◆ **Exercise instructions**
Transcribe the records below exactly as they appear, omitting any pictures.

◆ **Data in this exercise**
⁂

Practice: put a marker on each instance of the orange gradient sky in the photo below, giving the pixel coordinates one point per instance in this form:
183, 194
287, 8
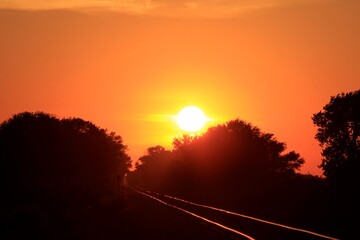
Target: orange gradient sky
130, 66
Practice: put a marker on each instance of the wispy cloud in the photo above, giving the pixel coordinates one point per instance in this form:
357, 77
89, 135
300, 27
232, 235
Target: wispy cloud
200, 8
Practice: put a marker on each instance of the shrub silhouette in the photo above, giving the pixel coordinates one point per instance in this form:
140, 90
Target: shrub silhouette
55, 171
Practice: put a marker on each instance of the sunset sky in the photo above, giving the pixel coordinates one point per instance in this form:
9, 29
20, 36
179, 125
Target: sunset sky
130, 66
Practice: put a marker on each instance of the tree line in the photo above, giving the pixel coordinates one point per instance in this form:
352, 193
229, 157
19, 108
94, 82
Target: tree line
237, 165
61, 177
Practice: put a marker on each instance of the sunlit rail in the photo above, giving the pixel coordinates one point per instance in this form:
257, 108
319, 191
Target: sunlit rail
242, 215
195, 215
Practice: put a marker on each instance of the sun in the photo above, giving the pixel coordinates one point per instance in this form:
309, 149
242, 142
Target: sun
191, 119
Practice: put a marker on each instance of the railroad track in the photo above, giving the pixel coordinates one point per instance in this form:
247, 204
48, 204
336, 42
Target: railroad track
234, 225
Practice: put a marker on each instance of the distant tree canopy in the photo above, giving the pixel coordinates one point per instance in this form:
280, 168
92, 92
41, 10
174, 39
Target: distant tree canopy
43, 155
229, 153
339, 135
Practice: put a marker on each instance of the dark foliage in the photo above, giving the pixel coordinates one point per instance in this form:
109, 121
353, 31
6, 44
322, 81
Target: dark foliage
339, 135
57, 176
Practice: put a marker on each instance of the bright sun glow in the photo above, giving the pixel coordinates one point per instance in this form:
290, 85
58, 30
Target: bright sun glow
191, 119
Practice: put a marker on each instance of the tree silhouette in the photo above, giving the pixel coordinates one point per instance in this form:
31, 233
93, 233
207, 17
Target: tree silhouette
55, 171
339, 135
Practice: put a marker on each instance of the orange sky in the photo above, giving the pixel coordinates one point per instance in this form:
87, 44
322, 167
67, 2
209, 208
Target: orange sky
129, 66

⁂

◆ **Solution to this exercise**
Practice: put a marker on each instance of the orange gradient sky in the photo below, giving the pixel coordinates one point per instance in this form:
183, 194
287, 8
Target: orange gradient sky
130, 66
Practice: put a marker on each instance of the wispy cloud in the photo above, giving the pixel coordinates one point per instance in this form:
357, 77
89, 135
300, 27
232, 235
Target: wispy cloud
200, 8
Practice: put a marker on each instance of the shrub silhouette in the photo above, giving the pixel coordinates one point per instance in this form:
140, 90
Target: shrub silhouette
55, 171
Practice: put a marker on each instance of the sunset sky in the photo above, giving the pixel coordinates one point per instance in this form:
9, 29
20, 36
179, 125
Target: sunset sky
130, 66
Practice: put a marker on each instance of the tree line in the photo above, giving the pixel coordinates one point per instance in this form:
352, 193
229, 157
19, 108
94, 82
Target: tree line
237, 165
61, 177
Practice: put a marker on each instance of the sunlit rail in the photo above, giving the pixel coordinates one point per instance in this form:
257, 108
319, 191
Target: sunlit rail
242, 215
195, 215
Practice: put a marker on each instance of the sun in the photo above, giving the pixel coordinates one point per instance in this form:
309, 149
242, 142
Target: sun
191, 119
Practice: put a marker on each instance of the railroad track in the photo above, giving the pixel coordinates one point per instance in this form:
247, 204
48, 204
336, 42
Target: railroad track
234, 225
Practice: put a marker on each instance of the distant tree canopy in the photo above, giving the pixel coordinates one point per instance in this form:
280, 168
92, 92
41, 10
174, 39
Target: distant tree canopy
43, 155
229, 153
339, 135
Practice: put a marker on each instance of the dark foliage in the photo above, giving the pixel coordinates one point per instance in this form:
109, 121
353, 31
6, 44
322, 81
Target: dark foliage
339, 135
57, 176
Practice: put a marker on each instance of the bright sun glow in the photo above, giving the pixel coordinates one point per instance in this form:
290, 85
58, 30
Target: bright sun glow
191, 119
Practice: put a marker on each instance of the tree silhouette in the photo above, giving the pixel coordinates one point per instance in this form:
31, 233
93, 233
207, 17
Target: tree silhouette
55, 171
339, 135
Practice: put a marker on each instance of the orange sky in the photo above, giving the pixel coordinates one point per instance in this form:
87, 44
322, 167
67, 2
209, 208
Target: orange sky
129, 66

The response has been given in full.